▸ **What the exercise asks**: Please transcribe, word for word, the portion of the LAPD recruiting passage below starting with "The pool of" and going on through "whole wheat bread.".

━━━ Passage ━━━

The LAPD ad in question features three statements meant to be inspirational, all followed by the overt “LAPD is Hiring”: Choose Your Challenge, Choose Your Purpose, Choose Your Future. The poster promises three to four days of work a week and you must be at least 20-years-old; old enough to know how to shoot a gun, but young enough to not know you’re throwing your life away. You must also be in tip top physical condition so that you can chase after the runners and fence-jumpers, but only need a high school diploma or have passed either the California High School Proficiency Examination or the General Educational Development test.
The job posting doesn’t mention other duties such as dealing with difficult people, serving as arbiter to complainers complaining about other complainers, the ability to be comfortable with knowing the risk that you may get shot at and to be a person that doesn’t mind being called different kinds of nicknames; some more insulting than others.
The pool of candidates is comprised of people that would be less than ideal. Some Metro riders don’t posses the common decency to wait for fellow commuters to dislodge their bodies and extricate themselves from the packed train before trying to jam their own bodies in it packing themselves like sardines. These same people run towards the incoming train like the demon-possessed herd of pigs from Gadarenes, they run as if from a gun; as if flying. Why is the LAPD casting its pearls to the pigs? It makes you wonder who the real pigs are. Some of these people, who most of the time won’t even give up their seat for a person who really needs it, have the moral fiber of heritage whole wheat bread.
Most policemen are overworked and testy. Most of their workdays are a typical person’s “long day.” They are a tired mommy, who simply wants you to go to your room and leave her alone. The worst police officers face the worst case scenarios every day. They work in high-crime areas like Boyle Heights where situations escalate at a faster rate as does the use of deadly force when its use isn’t warranted.

━━━ Stored rows ━━━

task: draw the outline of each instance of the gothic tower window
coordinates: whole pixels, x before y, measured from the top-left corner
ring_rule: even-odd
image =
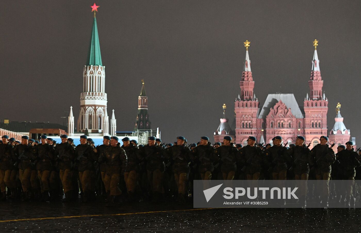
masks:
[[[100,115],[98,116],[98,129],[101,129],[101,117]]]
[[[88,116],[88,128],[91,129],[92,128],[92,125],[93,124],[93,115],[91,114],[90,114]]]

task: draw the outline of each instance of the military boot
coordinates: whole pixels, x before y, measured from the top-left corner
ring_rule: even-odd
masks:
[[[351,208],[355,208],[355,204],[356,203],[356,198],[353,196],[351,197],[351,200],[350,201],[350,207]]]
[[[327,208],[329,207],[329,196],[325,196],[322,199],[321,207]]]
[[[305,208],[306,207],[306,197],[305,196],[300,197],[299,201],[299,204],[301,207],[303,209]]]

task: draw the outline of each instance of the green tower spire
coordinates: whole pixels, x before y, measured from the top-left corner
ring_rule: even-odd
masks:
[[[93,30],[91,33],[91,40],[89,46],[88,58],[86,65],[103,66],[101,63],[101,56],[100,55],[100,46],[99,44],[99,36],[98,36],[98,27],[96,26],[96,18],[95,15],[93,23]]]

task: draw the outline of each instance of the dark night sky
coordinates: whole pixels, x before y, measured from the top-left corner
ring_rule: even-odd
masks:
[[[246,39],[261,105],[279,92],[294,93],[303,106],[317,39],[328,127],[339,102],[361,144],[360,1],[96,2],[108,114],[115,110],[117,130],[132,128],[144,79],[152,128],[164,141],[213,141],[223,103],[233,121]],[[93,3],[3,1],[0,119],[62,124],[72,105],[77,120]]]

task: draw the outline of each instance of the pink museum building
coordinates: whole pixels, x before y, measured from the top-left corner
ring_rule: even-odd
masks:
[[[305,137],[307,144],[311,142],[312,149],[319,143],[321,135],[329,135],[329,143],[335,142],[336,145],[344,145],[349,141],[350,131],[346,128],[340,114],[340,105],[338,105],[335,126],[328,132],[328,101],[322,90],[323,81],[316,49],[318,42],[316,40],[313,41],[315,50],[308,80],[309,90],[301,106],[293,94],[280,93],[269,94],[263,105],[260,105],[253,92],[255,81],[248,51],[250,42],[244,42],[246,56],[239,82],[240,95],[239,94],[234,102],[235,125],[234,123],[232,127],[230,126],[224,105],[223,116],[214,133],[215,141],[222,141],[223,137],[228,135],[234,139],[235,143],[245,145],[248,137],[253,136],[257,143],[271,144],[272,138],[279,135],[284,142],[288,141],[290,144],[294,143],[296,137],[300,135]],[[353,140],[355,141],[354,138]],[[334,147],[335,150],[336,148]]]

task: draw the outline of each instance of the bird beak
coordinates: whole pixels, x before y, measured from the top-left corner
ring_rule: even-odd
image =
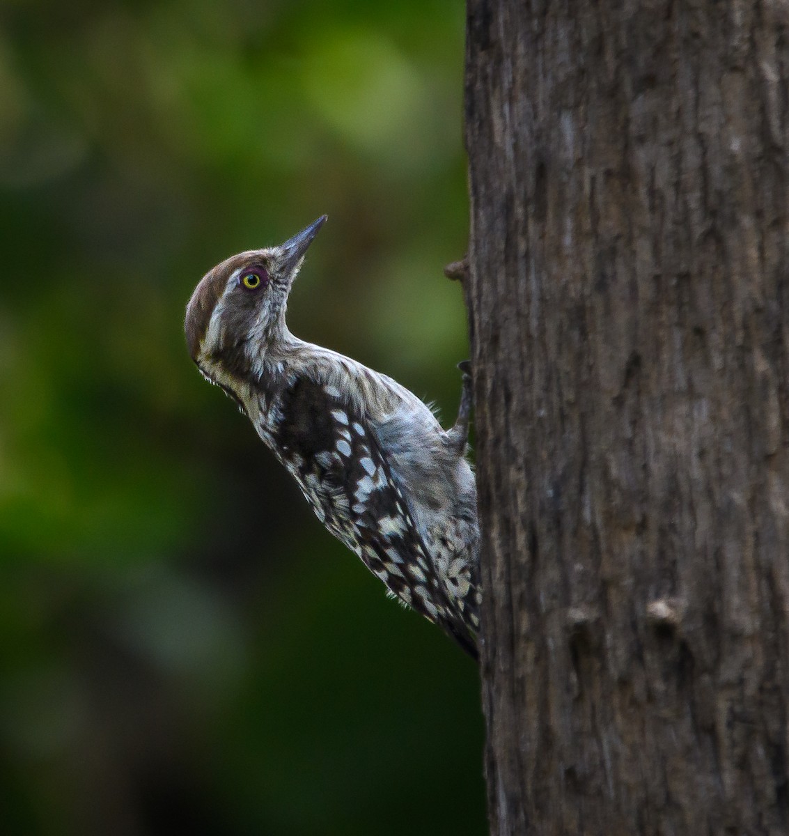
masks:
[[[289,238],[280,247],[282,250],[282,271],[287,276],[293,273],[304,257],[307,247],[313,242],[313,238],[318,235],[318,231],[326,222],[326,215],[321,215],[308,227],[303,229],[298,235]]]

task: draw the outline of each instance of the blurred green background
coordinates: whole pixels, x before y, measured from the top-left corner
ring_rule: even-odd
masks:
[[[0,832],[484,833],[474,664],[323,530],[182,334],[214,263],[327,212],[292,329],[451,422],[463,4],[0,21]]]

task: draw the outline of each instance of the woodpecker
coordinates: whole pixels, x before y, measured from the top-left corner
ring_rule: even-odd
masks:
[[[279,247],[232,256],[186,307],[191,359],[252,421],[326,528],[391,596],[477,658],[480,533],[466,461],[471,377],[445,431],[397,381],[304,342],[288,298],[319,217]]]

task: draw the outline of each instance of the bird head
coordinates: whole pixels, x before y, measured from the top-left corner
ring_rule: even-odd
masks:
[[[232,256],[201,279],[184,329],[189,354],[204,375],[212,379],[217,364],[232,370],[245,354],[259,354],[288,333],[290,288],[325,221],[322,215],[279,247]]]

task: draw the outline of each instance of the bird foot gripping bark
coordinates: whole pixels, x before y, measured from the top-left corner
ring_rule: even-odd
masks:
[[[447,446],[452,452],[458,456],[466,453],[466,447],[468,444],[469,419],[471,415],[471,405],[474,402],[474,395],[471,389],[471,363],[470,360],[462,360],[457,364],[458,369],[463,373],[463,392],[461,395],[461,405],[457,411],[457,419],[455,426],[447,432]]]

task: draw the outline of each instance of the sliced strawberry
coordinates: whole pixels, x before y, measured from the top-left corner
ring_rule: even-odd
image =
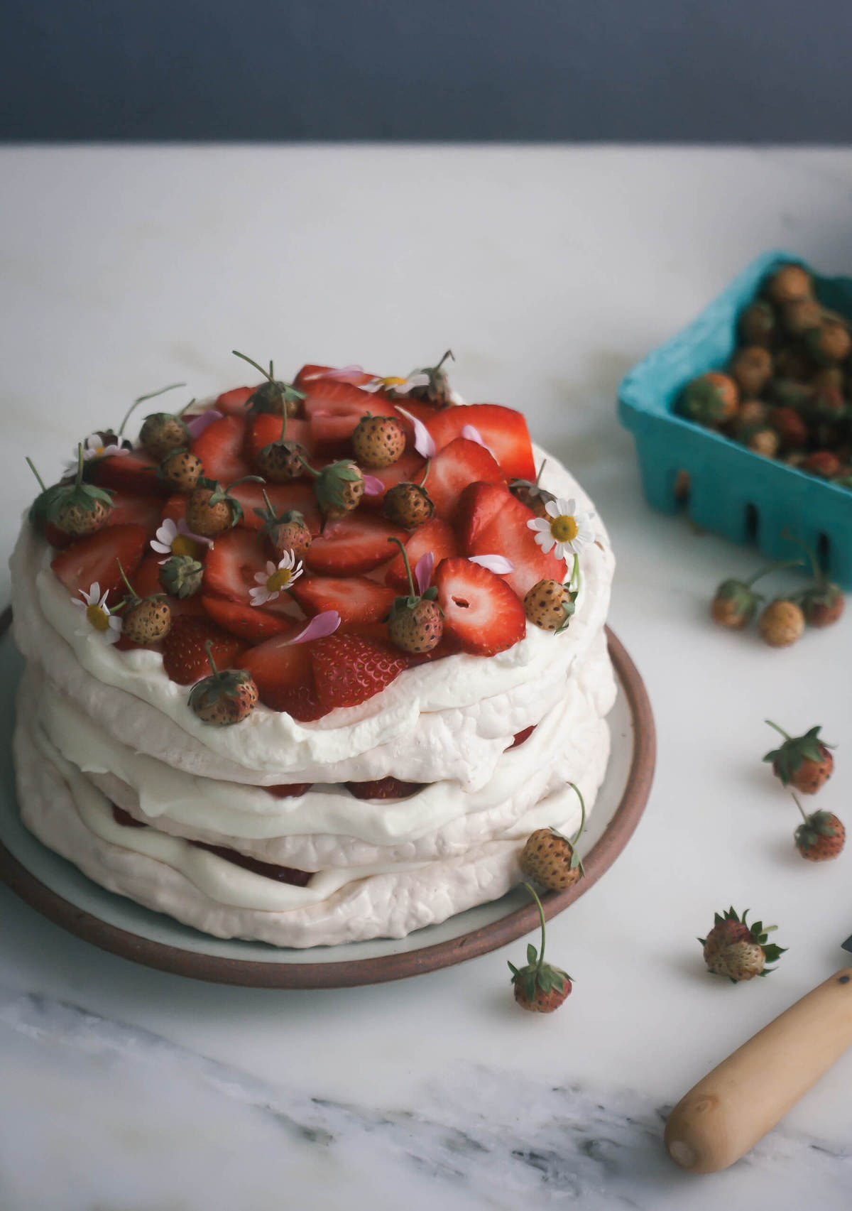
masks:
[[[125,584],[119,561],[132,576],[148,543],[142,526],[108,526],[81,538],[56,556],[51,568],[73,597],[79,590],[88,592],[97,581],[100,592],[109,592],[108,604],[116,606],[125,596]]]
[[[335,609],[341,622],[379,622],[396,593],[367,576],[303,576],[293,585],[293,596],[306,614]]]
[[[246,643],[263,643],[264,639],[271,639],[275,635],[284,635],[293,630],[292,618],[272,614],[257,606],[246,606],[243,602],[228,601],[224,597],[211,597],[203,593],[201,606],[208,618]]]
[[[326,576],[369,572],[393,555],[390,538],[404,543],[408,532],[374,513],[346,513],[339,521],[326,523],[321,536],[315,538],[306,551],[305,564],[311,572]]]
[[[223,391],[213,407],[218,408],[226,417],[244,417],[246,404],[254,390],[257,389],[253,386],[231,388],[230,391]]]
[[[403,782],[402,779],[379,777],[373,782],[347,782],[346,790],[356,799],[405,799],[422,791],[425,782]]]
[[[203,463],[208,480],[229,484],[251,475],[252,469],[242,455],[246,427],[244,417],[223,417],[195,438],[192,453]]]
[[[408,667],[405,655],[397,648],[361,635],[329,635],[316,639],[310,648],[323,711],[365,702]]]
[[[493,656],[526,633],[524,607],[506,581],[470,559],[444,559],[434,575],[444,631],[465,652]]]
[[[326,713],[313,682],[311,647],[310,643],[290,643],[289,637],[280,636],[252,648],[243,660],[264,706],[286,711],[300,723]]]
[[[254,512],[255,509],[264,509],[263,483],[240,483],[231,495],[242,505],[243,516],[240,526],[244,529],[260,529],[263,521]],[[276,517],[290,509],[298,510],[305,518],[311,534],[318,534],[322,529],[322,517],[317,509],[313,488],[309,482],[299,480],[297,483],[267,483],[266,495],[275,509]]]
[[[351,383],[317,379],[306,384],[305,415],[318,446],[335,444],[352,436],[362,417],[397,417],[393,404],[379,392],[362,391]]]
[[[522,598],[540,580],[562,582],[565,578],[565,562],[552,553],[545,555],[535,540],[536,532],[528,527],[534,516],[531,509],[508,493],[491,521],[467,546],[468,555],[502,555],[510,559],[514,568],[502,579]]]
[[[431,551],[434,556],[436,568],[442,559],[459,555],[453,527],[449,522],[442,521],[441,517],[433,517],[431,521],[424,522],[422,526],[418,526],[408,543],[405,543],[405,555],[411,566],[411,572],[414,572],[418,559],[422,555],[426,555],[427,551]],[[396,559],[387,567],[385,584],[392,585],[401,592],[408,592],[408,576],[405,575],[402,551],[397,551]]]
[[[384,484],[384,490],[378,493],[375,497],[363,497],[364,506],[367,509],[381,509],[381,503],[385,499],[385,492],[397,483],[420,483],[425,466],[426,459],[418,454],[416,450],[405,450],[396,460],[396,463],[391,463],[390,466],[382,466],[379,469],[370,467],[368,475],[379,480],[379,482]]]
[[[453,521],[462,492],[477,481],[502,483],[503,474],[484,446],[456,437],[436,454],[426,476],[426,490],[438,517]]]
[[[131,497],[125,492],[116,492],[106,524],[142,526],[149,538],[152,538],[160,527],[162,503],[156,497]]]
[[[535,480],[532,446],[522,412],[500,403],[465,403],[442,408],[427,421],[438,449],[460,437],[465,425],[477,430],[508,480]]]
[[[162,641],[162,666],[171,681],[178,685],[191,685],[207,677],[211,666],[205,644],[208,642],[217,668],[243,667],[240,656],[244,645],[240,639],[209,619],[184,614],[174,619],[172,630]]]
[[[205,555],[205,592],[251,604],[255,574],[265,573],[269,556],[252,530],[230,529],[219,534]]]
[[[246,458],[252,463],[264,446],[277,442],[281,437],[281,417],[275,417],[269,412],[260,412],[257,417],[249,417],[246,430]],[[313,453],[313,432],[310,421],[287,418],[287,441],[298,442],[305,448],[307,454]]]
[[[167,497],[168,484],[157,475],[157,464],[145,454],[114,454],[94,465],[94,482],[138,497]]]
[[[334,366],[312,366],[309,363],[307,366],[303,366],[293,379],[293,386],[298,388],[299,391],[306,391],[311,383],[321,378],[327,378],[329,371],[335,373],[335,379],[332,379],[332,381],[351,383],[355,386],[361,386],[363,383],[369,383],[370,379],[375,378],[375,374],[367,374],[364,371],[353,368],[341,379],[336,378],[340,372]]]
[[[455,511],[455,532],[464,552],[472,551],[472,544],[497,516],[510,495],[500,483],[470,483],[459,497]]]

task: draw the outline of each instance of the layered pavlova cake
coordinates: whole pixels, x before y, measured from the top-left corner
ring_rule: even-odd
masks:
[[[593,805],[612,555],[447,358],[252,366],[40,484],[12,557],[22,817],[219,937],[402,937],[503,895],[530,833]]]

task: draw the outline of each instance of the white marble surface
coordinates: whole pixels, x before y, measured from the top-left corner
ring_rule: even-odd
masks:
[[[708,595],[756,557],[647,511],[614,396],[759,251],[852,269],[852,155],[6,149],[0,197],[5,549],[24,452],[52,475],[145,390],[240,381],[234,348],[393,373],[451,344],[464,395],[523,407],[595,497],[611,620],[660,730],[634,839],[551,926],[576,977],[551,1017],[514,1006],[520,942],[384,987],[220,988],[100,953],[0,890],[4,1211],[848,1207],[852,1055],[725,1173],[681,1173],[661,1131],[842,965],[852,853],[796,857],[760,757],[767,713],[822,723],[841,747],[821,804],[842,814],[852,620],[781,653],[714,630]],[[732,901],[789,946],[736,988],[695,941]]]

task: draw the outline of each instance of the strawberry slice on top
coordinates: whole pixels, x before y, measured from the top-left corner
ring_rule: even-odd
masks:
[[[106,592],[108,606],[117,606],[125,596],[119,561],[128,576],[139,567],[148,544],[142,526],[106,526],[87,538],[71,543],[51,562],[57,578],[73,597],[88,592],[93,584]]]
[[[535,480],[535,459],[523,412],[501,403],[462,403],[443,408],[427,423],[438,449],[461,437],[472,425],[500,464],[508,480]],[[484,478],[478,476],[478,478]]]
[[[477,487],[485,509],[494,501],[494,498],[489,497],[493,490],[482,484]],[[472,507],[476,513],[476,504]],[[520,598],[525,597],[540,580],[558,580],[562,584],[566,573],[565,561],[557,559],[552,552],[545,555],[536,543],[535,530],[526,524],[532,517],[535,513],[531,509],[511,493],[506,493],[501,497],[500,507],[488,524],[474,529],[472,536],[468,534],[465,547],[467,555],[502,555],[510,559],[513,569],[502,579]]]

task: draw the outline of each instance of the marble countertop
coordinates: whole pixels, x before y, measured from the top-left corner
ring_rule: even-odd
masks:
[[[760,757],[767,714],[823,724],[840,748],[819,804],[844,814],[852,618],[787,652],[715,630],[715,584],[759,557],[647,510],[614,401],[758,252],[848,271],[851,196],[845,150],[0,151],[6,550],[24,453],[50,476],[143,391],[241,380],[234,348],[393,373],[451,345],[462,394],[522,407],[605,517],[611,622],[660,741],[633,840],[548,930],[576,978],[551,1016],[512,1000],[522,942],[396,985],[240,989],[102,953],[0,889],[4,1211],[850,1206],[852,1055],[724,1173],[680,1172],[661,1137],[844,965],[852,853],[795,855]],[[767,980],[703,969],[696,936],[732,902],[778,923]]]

━━━

▸ **Response below**:
The pool of candidates is comprised of people that would be less than ideal. Some Metro riders don’t posses the common decency to wait for fellow commuters to dislodge their bodies and extricate themselves from the packed train before trying to jam their own bodies in it packing themselves like sardines. These same people run towards the incoming train like the demon-possessed herd of pigs from Gadarenes, they run as if from a gun; as if flying. Why is the LAPD casting its pearls to the pigs? It makes you wonder who the real pigs are. Some of these people, who most of the time won’t even give up their seat for a person who really needs it, have the moral fiber of heritage whole wheat bread.